Entradas de la colección:
# # # #

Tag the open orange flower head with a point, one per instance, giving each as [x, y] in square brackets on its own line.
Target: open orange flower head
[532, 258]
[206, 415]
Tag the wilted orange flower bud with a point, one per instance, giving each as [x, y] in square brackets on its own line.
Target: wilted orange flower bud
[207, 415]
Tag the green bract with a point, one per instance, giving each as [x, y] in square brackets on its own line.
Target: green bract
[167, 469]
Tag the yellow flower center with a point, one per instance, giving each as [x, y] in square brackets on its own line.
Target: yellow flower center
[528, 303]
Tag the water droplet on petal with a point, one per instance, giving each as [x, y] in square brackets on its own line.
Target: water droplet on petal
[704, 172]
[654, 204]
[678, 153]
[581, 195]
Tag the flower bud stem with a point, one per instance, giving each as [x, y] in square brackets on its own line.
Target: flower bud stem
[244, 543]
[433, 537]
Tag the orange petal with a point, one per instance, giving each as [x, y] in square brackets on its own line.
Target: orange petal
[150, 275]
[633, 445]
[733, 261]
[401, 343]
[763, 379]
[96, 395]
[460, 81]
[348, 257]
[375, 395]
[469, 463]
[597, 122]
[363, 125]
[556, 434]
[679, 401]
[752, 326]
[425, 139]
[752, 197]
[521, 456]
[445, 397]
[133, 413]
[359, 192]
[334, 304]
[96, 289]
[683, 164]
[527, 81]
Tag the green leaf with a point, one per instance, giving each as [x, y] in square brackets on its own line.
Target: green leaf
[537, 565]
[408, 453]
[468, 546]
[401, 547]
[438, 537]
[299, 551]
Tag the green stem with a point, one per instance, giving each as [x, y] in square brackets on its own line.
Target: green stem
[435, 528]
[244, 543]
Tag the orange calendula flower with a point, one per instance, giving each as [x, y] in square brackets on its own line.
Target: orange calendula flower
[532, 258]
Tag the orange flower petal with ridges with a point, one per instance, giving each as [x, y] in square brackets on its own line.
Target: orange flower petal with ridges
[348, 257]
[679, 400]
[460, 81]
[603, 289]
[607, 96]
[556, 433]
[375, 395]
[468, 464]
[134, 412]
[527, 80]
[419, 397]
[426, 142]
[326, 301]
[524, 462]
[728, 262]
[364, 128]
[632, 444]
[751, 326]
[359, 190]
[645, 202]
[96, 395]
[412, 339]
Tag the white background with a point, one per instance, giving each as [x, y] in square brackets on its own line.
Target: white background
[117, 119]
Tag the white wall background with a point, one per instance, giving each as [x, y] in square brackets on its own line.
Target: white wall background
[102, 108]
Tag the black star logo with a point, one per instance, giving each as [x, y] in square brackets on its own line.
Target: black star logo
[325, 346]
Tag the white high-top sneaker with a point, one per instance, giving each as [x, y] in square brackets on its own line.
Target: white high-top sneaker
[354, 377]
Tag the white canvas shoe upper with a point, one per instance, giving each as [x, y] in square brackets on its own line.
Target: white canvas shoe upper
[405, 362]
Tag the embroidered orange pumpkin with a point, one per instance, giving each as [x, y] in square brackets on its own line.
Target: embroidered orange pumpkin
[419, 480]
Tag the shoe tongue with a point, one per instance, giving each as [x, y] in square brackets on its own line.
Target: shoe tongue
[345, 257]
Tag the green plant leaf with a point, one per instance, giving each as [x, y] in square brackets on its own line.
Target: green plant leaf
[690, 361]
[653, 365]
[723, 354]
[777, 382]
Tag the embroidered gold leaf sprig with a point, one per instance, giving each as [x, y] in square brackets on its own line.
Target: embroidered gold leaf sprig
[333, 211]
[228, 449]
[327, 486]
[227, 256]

# # # #

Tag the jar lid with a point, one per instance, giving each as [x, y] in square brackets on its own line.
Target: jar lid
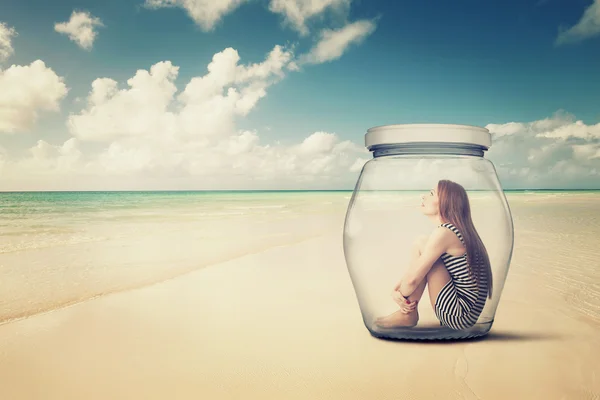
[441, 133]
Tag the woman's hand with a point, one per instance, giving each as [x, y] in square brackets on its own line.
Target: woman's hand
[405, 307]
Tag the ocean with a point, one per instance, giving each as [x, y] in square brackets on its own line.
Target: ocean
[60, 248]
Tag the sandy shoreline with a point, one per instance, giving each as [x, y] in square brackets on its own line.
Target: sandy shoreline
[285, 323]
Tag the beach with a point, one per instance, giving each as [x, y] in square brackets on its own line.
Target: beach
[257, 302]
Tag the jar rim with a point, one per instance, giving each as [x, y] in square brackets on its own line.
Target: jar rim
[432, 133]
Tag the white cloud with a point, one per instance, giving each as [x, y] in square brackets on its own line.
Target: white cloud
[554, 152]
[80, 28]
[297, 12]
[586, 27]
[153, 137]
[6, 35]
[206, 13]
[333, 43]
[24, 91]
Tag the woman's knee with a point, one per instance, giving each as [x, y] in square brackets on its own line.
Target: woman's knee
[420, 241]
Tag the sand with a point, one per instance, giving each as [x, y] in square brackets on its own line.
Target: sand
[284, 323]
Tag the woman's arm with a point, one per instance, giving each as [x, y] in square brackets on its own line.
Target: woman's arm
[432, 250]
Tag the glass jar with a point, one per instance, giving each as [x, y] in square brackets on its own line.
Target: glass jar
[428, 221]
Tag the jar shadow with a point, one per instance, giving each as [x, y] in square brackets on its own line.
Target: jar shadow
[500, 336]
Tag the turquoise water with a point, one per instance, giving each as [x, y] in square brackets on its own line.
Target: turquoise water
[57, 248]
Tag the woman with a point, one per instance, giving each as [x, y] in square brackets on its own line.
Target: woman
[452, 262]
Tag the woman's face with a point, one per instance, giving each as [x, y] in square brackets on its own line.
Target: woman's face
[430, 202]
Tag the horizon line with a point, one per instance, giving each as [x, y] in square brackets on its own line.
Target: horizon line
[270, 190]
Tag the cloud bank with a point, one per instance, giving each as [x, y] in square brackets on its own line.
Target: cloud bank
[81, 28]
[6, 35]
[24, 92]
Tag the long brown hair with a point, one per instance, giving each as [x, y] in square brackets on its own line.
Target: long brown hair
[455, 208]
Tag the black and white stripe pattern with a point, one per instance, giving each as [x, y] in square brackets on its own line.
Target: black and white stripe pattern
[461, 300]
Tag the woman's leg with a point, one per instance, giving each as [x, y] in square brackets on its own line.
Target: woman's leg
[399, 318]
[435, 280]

# # # #

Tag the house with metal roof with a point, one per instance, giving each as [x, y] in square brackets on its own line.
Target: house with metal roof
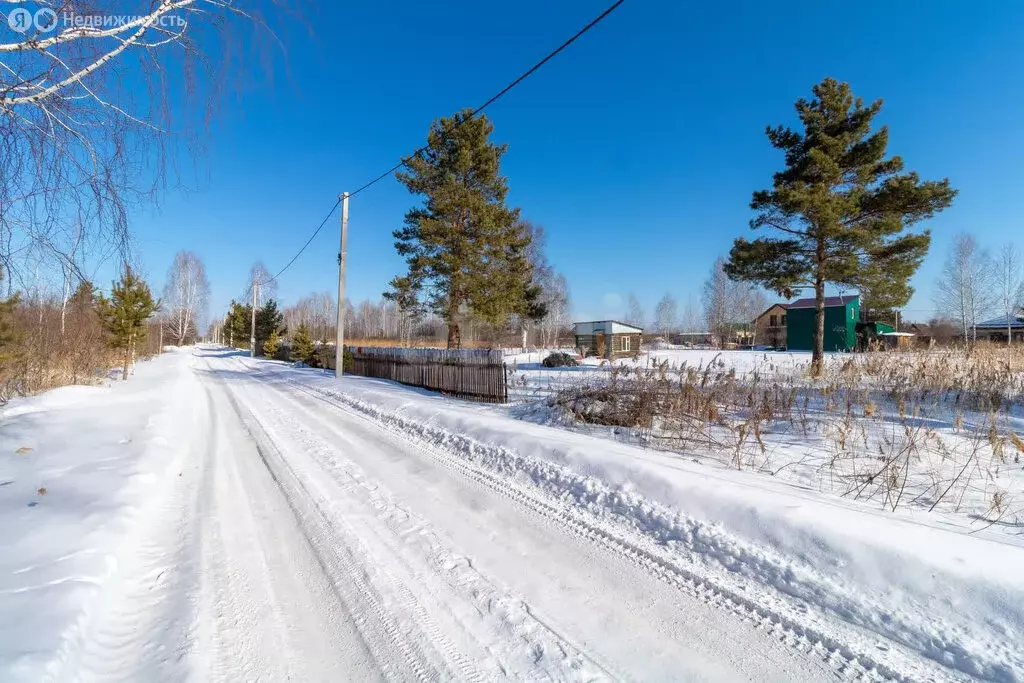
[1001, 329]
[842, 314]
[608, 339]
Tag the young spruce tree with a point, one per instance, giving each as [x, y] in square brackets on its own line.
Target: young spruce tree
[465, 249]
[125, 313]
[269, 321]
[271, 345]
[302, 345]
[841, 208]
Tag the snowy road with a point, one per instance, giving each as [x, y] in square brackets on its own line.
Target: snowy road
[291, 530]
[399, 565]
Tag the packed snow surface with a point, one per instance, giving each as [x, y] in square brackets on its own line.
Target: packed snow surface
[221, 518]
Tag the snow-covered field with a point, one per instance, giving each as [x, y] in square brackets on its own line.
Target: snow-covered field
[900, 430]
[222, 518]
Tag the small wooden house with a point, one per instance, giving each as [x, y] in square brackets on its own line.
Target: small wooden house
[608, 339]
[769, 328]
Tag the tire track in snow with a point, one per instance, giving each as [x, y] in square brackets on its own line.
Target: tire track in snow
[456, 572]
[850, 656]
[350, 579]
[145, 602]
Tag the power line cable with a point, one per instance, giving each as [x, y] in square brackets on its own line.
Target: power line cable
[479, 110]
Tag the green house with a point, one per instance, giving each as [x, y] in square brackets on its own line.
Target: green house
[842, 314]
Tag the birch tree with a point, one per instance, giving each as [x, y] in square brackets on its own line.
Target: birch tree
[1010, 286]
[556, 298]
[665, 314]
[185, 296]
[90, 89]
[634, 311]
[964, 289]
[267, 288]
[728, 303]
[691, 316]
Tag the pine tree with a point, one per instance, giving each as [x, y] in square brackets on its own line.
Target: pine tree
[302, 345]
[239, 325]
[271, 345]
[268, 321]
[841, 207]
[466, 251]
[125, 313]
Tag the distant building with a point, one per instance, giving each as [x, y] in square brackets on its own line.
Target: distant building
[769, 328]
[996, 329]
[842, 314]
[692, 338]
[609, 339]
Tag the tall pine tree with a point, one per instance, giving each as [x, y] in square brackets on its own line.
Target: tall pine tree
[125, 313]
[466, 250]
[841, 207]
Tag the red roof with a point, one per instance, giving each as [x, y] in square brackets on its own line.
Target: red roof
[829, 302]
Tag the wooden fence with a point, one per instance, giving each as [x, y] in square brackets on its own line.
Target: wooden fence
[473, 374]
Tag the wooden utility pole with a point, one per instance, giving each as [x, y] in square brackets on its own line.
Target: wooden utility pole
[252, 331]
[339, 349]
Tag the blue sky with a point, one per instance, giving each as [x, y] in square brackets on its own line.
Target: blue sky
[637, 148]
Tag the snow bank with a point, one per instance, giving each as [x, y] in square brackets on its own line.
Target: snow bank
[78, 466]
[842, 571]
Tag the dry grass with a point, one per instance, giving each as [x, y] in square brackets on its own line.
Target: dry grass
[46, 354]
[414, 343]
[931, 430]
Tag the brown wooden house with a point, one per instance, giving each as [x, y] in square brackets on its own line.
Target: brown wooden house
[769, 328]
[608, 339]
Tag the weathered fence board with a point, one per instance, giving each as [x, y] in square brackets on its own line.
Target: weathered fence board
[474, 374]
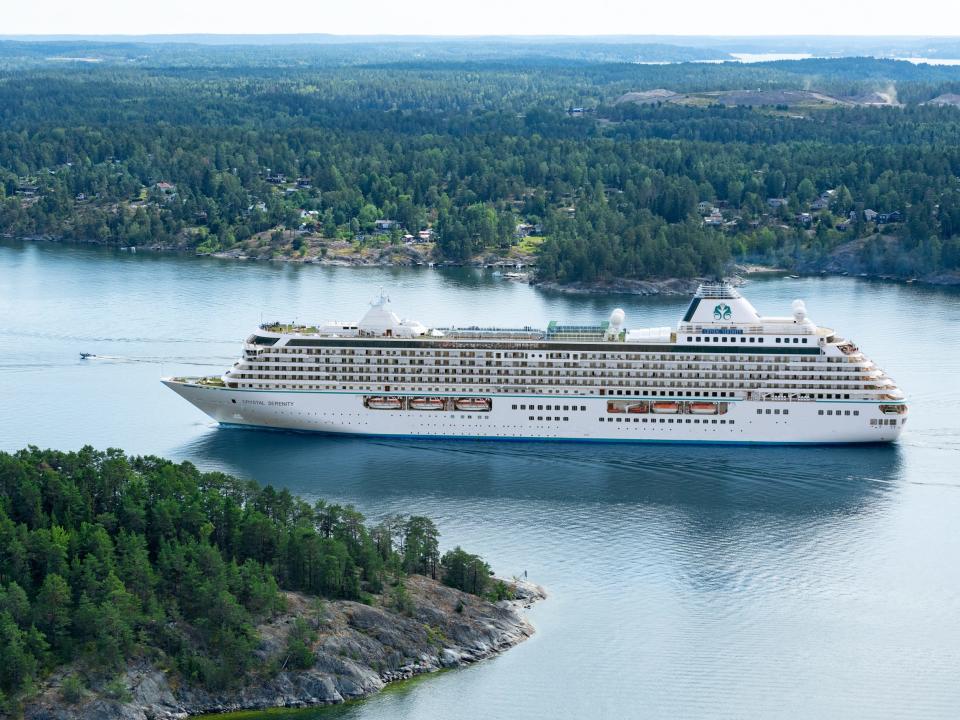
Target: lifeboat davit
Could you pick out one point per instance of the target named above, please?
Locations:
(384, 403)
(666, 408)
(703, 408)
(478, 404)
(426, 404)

# # # #

● Instrucción:
Extrae, por favor, cada línea de los datos anteriores que contenga la cadena "shoe". Distingue entre mayúsculas y minúsculas.

● Respuesta correcta:
Tag the white canvas shoe upper with a point, one per instance, giving each as [x, y] in square brackets on its own line.
Target: white canvas shoe upper
Tag the shoe tongue with a point, one per instance, giving each as [x, y] in square brackets on its own line.
Target: shoe tongue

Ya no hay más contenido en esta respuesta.